**TASK DETAILS:**
Return the lines below exactly, starting with the line that contains "Goal: identify rolled-up" and stopping after the last line.

**TASK DATA:**
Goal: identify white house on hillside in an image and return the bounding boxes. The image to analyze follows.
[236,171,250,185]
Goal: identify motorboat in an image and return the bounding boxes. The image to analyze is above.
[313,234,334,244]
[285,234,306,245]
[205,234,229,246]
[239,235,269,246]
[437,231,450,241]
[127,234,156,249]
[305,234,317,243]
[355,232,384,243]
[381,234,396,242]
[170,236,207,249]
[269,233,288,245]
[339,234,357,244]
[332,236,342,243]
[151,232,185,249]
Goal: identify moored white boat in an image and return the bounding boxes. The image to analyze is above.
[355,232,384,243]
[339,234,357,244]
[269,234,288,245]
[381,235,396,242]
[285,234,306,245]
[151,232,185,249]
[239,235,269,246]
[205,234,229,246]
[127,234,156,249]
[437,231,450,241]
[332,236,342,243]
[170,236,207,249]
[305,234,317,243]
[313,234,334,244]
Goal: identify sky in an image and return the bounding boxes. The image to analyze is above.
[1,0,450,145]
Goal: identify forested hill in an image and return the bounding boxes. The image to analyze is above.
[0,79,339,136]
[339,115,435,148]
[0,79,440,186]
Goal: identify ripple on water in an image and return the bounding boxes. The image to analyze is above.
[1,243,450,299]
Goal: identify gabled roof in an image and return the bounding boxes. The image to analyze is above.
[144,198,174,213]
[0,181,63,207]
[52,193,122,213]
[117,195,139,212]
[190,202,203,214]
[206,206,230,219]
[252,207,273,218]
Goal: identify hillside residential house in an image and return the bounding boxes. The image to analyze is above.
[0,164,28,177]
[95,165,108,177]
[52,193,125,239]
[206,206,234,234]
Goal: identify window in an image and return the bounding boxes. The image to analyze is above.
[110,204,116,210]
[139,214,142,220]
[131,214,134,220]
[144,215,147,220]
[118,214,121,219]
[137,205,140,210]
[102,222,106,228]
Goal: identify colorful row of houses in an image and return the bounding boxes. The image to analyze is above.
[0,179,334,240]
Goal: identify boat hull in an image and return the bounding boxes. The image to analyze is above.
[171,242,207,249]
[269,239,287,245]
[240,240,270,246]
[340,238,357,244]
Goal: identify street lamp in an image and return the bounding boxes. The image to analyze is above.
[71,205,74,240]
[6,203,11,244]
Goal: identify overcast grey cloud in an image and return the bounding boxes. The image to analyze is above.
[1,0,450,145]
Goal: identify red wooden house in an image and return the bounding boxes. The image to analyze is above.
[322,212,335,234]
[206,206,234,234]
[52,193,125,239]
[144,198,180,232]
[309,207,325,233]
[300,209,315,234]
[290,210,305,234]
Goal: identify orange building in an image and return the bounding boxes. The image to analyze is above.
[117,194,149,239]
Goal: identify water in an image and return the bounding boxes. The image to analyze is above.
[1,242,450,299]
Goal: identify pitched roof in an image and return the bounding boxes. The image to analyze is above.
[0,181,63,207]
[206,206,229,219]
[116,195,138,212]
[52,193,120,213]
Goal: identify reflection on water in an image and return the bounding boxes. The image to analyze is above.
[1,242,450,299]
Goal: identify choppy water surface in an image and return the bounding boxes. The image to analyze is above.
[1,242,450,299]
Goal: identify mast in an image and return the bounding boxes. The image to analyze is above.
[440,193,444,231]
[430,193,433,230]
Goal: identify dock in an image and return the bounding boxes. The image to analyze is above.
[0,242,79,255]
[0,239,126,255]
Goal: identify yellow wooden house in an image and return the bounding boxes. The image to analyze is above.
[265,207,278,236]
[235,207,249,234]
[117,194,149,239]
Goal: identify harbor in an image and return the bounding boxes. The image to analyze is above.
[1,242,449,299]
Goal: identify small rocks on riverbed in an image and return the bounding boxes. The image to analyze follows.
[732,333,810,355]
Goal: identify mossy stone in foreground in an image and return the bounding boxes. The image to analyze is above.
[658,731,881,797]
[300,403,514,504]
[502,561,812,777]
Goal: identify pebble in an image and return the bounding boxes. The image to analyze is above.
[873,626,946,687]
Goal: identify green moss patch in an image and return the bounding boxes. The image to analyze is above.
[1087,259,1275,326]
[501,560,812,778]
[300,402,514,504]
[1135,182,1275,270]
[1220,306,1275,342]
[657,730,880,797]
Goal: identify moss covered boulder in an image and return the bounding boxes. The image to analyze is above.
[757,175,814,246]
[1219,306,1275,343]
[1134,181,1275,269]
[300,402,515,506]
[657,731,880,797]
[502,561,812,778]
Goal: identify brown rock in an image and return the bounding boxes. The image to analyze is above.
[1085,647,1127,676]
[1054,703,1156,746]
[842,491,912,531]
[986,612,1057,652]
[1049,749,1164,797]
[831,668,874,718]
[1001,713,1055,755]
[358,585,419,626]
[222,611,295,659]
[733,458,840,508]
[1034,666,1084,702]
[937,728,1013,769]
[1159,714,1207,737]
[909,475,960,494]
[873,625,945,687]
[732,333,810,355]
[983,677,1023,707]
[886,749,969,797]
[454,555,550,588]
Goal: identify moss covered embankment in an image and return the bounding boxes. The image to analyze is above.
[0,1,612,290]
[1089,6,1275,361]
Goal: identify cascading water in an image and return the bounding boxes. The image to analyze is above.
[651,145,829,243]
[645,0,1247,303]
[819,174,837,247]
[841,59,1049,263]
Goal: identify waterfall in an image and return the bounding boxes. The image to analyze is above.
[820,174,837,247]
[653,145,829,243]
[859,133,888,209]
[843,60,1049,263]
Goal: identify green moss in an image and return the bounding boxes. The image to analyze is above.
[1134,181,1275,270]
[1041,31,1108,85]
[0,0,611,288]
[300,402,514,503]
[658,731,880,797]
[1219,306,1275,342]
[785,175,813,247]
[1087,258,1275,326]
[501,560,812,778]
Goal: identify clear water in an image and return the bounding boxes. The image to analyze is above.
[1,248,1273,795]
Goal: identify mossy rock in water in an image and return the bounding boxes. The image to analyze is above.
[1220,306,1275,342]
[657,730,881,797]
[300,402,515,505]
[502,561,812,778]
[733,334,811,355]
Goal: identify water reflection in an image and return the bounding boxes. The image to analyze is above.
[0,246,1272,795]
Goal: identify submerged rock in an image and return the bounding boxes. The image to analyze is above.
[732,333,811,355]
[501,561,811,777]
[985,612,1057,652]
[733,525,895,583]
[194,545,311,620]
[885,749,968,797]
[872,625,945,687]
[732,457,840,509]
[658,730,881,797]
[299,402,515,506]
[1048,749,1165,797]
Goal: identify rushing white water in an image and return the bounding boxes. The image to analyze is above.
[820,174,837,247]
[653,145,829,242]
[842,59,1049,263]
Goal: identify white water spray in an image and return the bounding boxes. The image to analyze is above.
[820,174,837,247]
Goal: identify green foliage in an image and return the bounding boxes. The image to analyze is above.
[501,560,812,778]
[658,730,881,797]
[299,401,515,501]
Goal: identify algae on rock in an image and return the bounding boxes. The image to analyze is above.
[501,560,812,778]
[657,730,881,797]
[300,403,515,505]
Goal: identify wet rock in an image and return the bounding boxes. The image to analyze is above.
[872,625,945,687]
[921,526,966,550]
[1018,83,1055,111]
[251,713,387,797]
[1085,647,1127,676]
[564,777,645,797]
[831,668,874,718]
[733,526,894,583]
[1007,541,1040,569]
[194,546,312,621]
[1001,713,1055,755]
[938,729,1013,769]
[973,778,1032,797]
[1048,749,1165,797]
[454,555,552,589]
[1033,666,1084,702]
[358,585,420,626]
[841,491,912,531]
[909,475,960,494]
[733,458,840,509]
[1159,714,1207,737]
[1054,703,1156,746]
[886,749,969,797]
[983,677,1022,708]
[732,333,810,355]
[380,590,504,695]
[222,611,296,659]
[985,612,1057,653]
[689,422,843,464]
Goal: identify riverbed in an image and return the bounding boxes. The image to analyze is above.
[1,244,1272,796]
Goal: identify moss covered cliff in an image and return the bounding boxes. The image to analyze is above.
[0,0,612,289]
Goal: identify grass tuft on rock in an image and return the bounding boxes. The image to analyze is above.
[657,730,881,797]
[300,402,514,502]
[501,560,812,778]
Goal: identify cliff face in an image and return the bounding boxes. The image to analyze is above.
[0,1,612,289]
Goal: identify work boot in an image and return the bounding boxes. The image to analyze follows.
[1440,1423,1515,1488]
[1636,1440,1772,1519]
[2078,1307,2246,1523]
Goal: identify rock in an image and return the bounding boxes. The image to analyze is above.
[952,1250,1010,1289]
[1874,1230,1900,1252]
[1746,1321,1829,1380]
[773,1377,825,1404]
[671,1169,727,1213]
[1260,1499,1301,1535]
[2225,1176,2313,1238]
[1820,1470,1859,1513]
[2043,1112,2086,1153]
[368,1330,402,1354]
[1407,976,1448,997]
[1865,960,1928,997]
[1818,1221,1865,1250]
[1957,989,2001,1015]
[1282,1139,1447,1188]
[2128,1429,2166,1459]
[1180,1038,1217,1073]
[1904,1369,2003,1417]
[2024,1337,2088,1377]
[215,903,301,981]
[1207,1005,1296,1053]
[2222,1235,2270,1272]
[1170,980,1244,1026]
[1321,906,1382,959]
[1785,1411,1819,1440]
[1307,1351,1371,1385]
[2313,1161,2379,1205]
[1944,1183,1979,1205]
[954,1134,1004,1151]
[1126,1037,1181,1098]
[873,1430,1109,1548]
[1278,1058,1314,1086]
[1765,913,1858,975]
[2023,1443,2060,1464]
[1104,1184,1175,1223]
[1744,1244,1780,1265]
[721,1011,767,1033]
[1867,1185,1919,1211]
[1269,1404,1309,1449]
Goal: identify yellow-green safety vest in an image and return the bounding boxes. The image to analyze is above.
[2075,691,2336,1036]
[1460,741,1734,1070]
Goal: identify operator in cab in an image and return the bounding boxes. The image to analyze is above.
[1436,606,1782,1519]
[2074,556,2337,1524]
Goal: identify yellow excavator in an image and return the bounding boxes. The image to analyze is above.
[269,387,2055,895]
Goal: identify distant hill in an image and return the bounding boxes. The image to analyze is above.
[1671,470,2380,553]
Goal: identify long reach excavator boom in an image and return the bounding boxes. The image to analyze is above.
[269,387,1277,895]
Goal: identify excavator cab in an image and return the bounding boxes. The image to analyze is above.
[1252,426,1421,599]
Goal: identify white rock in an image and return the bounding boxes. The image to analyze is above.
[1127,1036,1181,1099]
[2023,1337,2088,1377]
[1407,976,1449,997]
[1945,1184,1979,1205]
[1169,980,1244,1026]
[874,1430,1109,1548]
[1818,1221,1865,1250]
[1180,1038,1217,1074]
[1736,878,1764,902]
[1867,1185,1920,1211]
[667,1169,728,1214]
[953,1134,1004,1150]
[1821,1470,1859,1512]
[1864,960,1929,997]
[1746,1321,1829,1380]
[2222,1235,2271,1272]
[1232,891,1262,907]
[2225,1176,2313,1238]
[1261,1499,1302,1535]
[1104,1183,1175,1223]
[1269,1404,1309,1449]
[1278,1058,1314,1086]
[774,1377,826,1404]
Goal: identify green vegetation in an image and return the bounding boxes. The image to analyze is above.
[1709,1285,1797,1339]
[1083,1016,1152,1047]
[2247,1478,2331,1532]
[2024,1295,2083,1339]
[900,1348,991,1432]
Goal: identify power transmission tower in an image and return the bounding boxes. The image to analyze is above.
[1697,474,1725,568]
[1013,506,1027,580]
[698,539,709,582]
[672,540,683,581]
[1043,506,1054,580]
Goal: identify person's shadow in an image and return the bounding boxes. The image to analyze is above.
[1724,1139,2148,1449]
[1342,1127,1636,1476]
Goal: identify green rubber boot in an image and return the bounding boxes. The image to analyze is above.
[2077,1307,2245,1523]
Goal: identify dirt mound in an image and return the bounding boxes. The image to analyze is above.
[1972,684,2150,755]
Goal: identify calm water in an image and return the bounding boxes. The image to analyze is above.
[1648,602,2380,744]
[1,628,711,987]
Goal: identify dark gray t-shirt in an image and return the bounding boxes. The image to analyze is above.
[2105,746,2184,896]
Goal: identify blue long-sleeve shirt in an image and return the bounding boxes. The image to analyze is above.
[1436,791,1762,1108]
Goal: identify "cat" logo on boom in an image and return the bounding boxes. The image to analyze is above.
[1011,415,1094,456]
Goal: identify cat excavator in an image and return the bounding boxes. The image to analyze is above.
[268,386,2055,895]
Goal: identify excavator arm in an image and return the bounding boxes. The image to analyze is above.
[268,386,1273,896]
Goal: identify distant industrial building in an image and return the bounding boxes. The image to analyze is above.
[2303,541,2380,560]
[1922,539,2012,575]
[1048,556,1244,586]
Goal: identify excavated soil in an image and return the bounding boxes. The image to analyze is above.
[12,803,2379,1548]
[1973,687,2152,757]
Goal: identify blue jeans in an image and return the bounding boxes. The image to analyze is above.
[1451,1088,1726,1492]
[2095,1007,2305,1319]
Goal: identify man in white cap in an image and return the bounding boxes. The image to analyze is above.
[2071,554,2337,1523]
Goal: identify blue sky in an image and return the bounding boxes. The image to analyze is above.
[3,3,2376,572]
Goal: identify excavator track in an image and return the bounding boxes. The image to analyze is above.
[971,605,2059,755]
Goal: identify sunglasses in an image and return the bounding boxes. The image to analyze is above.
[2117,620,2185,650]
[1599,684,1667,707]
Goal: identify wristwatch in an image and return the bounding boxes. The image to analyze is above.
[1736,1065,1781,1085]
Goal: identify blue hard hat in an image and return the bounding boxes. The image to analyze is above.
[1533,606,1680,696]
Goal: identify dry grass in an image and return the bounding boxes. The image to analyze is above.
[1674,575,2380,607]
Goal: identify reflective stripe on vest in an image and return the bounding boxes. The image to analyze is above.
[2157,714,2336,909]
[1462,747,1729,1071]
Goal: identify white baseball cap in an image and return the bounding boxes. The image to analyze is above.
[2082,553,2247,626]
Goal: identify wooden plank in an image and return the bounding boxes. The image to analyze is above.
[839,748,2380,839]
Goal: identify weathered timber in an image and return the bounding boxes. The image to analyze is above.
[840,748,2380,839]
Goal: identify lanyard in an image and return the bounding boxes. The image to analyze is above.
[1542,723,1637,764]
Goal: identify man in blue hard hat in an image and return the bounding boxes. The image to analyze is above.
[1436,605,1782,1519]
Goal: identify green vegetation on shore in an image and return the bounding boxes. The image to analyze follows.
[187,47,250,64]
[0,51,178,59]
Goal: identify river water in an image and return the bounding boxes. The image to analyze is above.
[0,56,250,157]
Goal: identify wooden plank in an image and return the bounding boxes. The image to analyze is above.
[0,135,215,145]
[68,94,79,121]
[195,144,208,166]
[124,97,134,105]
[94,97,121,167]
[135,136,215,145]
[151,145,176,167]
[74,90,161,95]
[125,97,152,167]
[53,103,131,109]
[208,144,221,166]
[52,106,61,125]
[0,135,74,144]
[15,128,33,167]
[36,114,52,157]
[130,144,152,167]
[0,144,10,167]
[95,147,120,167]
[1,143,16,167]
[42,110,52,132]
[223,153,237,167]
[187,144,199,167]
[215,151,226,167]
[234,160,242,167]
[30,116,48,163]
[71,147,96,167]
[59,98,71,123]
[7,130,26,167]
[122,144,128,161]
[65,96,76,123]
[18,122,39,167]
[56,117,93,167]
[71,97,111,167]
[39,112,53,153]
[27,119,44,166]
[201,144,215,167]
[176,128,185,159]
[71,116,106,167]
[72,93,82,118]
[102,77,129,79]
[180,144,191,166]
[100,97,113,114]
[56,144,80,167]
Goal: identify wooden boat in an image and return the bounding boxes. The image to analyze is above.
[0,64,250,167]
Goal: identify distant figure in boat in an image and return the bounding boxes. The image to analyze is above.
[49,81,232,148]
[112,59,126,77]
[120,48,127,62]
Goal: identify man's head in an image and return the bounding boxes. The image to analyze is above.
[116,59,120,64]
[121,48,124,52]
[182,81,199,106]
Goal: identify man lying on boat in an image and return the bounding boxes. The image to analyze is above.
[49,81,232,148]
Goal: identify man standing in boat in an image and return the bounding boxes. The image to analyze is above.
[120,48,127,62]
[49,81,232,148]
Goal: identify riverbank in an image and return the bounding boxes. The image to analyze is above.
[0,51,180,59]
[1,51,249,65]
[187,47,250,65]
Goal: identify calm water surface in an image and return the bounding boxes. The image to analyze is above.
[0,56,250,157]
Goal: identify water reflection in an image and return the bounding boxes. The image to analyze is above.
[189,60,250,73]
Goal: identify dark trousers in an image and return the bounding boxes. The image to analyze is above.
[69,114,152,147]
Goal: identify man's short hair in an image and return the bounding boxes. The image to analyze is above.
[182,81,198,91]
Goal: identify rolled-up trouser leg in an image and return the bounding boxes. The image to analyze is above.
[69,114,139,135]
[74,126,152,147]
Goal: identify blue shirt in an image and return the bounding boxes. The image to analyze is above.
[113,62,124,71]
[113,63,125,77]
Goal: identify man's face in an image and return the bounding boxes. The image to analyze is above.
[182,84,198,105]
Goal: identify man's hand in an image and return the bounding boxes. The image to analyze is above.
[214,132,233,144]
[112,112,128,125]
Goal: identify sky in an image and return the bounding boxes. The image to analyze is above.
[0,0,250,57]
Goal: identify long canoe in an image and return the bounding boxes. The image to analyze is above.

**SOLUTION TO THIS EXERCISE:**
Goal: identify rolled-up trouser leg in an image and return the bounding boxes. The image to analyze is above.
[69,114,139,135]
[74,126,152,147]
Goal: identify blue shirt in an image and return the bounding boxes. The image to analyze is above.
[113,62,124,71]
[113,63,125,77]
Goal: identify man's face in an image and return the bounding boxes. The image to analyze is above.
[182,84,198,105]
Goal: identify man's hand in an image and return the bounding boxes. The image to analyze is above.
[214,132,233,144]
[112,112,128,125]
Goal: identify sky in an image and return the bounding boxes. The image to analyze is above.
[0,0,250,57]
Goal: identify long canoe in an image and return the bounding boxes. The image to analyze is above.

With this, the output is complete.